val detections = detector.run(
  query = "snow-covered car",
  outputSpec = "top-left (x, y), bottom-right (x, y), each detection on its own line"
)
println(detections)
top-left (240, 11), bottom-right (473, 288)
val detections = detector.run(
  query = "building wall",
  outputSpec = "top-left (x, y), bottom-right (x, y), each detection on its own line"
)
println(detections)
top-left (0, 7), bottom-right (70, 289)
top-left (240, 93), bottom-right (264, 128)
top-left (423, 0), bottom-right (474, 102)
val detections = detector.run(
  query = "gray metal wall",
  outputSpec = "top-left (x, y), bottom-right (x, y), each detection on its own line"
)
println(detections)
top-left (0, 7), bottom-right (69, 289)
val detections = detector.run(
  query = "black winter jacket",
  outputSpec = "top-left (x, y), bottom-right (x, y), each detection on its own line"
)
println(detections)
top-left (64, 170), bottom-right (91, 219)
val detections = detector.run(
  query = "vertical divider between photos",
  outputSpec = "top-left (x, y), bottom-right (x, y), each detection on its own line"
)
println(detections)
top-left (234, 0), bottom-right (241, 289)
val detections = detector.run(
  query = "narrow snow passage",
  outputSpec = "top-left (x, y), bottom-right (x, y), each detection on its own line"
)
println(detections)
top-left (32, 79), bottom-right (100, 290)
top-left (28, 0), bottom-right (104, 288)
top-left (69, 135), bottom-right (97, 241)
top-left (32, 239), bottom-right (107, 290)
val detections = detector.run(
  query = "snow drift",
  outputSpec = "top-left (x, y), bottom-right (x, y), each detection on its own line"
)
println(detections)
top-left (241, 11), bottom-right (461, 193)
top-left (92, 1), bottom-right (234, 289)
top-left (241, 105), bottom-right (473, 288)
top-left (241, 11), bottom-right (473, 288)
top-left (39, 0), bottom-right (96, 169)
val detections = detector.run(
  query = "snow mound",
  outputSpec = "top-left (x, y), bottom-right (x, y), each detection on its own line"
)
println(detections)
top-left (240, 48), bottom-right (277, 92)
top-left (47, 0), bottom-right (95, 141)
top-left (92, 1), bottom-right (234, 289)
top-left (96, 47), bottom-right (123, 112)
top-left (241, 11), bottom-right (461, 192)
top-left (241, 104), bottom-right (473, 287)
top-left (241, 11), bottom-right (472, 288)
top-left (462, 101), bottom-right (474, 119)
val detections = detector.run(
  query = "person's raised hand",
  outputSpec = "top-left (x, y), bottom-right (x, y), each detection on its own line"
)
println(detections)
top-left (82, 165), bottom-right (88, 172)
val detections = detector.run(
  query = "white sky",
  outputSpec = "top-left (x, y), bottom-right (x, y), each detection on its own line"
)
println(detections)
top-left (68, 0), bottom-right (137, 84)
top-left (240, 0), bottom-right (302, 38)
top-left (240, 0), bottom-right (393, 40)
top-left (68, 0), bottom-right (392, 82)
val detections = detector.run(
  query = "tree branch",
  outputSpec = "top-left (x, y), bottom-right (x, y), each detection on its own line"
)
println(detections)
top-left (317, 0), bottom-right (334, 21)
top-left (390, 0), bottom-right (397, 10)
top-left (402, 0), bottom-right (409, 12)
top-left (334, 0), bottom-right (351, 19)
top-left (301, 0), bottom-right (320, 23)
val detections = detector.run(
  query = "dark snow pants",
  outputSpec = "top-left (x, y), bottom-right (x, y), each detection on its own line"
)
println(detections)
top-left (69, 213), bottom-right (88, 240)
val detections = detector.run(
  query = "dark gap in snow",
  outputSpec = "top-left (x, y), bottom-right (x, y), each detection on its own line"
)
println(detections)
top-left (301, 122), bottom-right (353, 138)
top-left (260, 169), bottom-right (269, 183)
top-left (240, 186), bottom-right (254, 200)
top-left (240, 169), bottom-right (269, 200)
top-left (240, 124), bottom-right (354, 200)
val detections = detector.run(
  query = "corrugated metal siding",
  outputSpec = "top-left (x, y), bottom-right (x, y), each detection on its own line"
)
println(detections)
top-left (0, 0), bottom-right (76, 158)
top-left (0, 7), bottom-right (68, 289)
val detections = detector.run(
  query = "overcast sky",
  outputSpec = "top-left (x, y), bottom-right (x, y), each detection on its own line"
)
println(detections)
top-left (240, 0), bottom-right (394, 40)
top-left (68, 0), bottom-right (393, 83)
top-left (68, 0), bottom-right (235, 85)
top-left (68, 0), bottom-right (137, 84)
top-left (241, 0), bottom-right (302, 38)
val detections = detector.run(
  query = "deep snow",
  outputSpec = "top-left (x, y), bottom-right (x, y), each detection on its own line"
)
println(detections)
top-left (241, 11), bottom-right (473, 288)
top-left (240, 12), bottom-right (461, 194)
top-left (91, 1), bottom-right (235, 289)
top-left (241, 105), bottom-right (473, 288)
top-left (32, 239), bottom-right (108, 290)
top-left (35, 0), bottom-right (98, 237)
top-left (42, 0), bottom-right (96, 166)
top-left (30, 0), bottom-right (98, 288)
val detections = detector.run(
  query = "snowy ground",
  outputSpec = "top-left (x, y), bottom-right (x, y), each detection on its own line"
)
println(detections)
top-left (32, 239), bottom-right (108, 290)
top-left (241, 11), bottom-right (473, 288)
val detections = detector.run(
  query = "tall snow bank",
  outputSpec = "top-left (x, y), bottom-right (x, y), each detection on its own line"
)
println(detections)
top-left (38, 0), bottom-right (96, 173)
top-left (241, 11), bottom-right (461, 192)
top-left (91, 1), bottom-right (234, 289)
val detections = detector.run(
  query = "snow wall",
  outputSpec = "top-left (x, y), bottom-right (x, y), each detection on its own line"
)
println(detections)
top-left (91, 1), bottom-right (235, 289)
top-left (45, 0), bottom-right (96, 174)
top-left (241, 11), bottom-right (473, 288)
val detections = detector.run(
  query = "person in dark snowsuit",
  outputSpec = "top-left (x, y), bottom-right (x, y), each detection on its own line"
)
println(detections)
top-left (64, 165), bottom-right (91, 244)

_What you need to do_
Note every line in the material with "dark" and copy it.

_Response area_
  query = "dark snow pants",
  query = "dark gap in snow",
  query = "person in dark snowsuit",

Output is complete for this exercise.